* Begin EXCERPT PROVIDED *

Thread: a proposal for a new functionality: "SELECT * [EXCEPT col1 [,col2]]

a proposal for a new functionality: "SELECT * [EXCEPT col1 [,col2]]

From
Stanislav Motyčka
Date:
Hello,

Sometimes (for tables with many columns) it would be better and easier to write "SELECT" statement with clause "EXCEPT":
"SELECT * [EXCEPT col1 [,col2]] FROM ..."

It's easier to write "except" one or two columns from all (*) as to write names of all columns besides one or two.
What do you thin about it?

Best regards
Stano Motycka

Re: a proposal for a new functionality: "SELECT * [EXCEPT col1 [,col2]]

From
Josef Šimánek
Date:

út 25. 2. 2020 v 11:18 odesílatel Stanislav Motyčka <stanislav.motycka@gmail.com> napsal:
Hello,

Sometimes (for tables with many columns) it would be better and easier to write "SELECT" statement with clause "EXCEPT":
"SELECT * [EXCEPT col1 [,col2]] FROM ..."

It's easier to write "except" one or two columns from all (*) as to write names of all columns besides one or two.
What do you thin about it?

Best regards
Stano Motycka

Re: a proposal for a new functionality: "SELECT * [EXCEPT col1[,col2]]

From
Fabio Ugo Venchiarutti
Date:
That makes sense, however for my general use case I'd also like the
ability to mark some columns as not match-able by `SELECT * FROM
<table>` and `TABLE <table>`  at table definition without having to
create dedicated views (think of the way system attributes such as
tableoid, cmax, cmin ... are handled) .



Typical use case: manual inspection of rows containing an hefty payload
field and some metadata ones; the payload more often than not isn't the
bit I'm interested in, but the size of it dominates the output making it
hard to read (granted - psql has formatting options to handle that, but
having a sane default at the table level would help a lot).

* End EXCERPT PROVIDED *

• EXERCISES
1 – Rewrite the passage of the SELECT * EXCEPT thread starting at "Typical use case: manual" and ending at "help a lot).", substituting "blob" for every occurrence of "payload".
2 – In the SELECT * EXCEPT thread, which tool does Fabio Ugo Venchiarutti say has formatting options for handling output that is hard to read?

* Begin SOURCE DATA *

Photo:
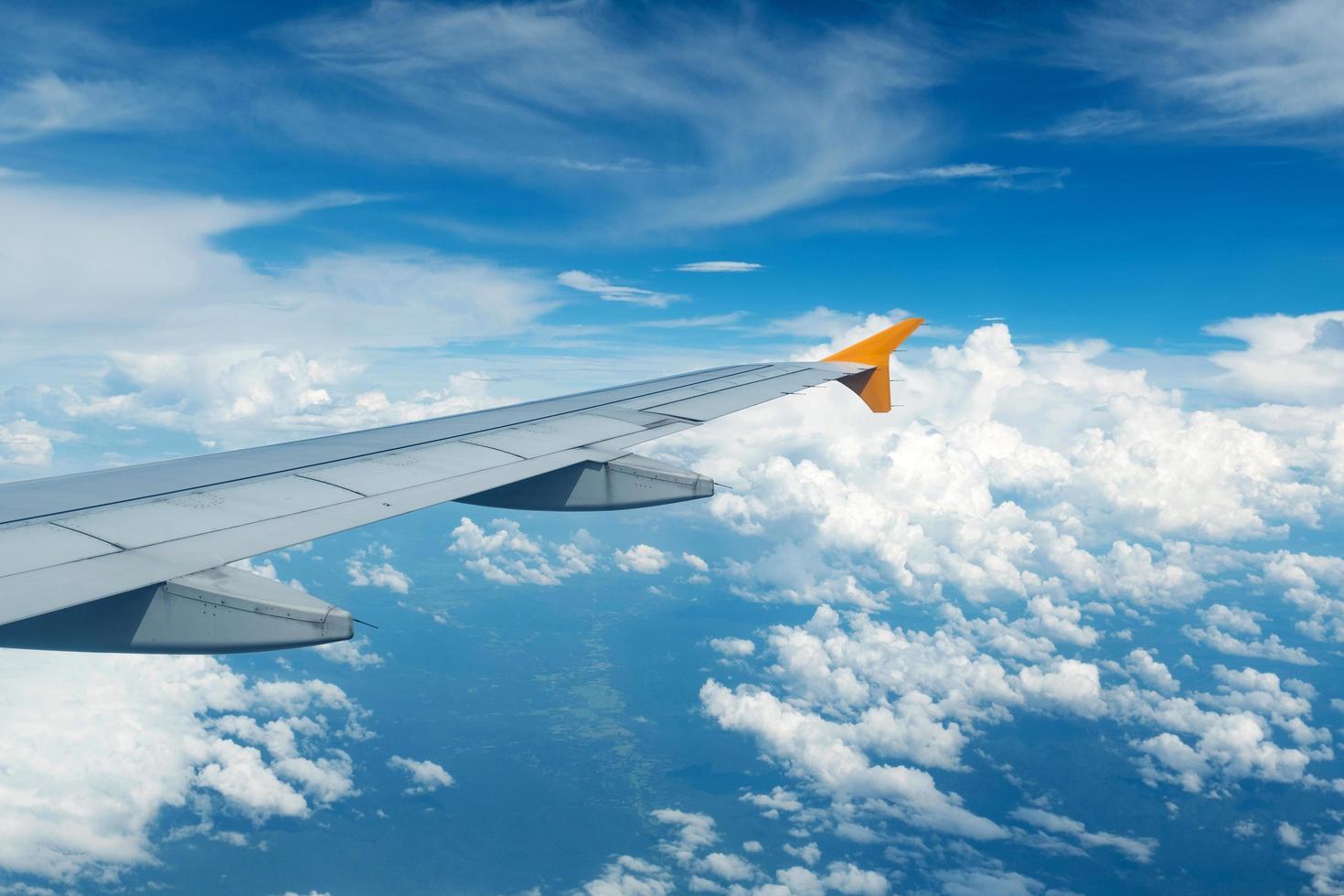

* End SOURCE DATA *

• ANSWERS FOR THIS EXERCISE
1 –
Typical use case: manual inspection of rows containing an hefty blob
field and some metadata ones; the blob more often than not isn't the
bit I'm interested in, but the size of it dominates the output making it
hard to read (granted - psql has formatting options to handle that, but
having a sane default at the table level would help a lot).

2 – psql